** BEGIN DATA PROVIDED **

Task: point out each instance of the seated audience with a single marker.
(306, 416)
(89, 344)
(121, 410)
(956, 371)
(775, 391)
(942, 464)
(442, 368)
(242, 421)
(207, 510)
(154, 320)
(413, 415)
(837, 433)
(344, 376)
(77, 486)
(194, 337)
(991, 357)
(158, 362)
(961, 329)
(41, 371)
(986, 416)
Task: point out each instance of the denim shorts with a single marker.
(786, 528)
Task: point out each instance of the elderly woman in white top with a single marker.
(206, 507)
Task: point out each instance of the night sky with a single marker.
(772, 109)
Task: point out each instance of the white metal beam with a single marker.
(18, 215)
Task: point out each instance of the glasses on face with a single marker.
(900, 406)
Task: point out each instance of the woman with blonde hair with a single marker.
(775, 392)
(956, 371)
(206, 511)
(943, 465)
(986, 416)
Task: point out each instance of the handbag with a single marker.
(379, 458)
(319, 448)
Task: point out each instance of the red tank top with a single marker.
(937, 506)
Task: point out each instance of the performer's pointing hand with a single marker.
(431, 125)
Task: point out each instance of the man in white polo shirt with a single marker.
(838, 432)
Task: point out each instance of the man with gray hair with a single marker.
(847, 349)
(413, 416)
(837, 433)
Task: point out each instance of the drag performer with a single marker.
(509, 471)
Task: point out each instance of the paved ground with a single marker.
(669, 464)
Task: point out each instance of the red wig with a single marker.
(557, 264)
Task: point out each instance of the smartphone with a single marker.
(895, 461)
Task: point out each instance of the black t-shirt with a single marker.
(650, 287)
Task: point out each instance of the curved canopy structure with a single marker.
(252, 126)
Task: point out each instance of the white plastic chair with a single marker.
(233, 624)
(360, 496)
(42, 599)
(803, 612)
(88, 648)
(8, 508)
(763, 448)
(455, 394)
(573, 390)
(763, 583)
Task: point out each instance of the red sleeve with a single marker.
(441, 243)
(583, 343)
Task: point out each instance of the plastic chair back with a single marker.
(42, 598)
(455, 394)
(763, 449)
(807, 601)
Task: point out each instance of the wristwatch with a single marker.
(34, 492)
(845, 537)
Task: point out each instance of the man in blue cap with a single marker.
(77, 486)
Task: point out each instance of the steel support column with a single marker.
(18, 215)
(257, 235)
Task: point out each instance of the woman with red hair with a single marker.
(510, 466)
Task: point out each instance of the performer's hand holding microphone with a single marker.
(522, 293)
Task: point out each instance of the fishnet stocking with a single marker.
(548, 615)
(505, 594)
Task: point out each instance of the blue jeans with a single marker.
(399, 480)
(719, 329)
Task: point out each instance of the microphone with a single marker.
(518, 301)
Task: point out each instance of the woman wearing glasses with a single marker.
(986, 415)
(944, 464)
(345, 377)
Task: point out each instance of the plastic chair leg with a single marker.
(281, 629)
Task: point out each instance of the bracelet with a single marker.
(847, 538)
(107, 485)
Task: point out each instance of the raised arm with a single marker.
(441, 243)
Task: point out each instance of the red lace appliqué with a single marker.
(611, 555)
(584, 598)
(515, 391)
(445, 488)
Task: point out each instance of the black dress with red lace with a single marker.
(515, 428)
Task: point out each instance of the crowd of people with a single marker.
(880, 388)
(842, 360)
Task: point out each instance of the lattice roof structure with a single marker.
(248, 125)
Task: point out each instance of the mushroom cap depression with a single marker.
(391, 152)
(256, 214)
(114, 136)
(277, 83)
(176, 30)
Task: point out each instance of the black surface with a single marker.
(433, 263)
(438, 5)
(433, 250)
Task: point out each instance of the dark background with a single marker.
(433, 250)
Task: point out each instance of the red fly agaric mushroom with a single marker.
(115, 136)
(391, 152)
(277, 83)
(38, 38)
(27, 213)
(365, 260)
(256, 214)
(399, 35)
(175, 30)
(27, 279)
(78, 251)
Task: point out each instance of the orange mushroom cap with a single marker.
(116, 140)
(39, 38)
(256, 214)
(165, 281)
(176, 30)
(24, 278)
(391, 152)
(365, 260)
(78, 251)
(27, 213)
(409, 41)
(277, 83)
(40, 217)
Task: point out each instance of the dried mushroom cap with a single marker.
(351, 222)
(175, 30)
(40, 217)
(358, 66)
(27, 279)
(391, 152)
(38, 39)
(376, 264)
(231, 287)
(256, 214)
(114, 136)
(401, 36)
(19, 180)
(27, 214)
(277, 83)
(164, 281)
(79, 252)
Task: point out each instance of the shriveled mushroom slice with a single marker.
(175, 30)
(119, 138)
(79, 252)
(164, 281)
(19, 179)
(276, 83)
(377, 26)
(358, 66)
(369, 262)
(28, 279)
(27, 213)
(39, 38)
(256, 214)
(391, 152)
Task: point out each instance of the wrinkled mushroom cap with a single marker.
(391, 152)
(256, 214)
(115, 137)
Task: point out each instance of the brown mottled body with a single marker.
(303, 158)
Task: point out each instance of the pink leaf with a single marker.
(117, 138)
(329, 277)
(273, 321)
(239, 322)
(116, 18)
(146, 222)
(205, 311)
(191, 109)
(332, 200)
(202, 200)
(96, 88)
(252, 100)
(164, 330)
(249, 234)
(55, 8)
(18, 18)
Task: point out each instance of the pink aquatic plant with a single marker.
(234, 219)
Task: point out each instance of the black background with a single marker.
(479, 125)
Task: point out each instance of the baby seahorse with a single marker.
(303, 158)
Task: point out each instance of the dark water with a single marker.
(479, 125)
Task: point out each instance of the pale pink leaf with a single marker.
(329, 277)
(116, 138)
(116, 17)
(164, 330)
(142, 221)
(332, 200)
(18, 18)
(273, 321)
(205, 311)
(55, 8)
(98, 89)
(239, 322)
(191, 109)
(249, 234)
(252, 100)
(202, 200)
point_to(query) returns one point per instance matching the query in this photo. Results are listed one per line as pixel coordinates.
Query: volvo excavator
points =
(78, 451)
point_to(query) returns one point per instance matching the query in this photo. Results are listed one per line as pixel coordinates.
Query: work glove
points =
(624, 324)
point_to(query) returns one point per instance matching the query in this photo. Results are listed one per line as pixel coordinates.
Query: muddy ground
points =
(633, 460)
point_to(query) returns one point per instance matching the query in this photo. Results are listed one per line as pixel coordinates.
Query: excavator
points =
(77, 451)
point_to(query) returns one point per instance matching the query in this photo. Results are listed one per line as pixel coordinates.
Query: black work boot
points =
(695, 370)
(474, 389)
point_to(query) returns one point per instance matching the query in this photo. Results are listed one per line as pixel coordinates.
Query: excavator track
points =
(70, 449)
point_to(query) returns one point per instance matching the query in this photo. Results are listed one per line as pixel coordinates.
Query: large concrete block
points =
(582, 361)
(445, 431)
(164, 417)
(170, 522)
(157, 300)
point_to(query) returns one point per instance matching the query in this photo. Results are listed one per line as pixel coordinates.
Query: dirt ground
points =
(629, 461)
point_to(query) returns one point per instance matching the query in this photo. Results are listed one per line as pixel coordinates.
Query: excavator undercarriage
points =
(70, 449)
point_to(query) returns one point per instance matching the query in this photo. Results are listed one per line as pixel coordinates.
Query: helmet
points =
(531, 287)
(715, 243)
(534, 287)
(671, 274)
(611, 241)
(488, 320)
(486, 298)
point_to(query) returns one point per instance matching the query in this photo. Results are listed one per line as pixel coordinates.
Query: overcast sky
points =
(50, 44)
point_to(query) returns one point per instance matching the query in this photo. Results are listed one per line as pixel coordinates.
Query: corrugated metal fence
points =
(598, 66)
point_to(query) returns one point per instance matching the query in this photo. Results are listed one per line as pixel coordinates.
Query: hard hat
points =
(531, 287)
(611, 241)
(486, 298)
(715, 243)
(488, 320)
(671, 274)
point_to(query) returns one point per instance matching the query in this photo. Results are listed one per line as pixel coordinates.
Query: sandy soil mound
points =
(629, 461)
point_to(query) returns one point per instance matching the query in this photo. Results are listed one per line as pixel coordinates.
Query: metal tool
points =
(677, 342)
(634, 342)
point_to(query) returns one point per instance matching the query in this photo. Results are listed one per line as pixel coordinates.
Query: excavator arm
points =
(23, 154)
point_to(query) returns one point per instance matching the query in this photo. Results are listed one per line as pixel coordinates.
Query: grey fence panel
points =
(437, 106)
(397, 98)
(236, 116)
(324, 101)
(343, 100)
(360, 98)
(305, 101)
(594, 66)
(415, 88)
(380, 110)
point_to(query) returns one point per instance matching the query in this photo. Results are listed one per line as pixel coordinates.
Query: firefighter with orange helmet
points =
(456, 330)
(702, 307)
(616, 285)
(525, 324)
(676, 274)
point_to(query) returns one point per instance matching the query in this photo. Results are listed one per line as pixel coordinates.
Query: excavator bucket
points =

** END DATA PROVIDED **

▸ **SHORT PROBLEM**
Extract every line above that contains the string "structure", treating uppercase and lowercase letters as different.

▸ **EXERCISE SOLUTION**
Task: point out each instance of the curved canopy structure with a single marker.
Task: point out each instance of the lattice roof structure with a single marker.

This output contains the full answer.